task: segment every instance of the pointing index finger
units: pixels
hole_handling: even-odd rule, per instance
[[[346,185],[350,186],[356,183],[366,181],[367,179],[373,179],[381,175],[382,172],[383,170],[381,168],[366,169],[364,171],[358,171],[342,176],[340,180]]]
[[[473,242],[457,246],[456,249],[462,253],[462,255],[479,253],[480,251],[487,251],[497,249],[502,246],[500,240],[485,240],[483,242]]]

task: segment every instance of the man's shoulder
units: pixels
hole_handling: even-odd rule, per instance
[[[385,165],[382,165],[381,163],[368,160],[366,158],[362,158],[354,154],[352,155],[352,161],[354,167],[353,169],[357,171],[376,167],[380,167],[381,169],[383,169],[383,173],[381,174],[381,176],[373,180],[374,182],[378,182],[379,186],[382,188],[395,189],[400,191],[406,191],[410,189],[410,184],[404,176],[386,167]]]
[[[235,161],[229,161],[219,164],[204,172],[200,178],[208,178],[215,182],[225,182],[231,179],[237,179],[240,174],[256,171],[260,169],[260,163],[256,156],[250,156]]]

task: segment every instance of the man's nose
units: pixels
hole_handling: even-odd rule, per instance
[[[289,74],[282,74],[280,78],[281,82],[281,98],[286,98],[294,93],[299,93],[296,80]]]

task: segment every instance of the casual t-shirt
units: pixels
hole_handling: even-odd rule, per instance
__________________________________________________
Copy each line of the listing that contains "segment".

task: segment every instance of the pointing index finger
task: segment every instance of the man's shoulder
task: segment every instance of the man's nose
task: segment every instance of the casual t-shirt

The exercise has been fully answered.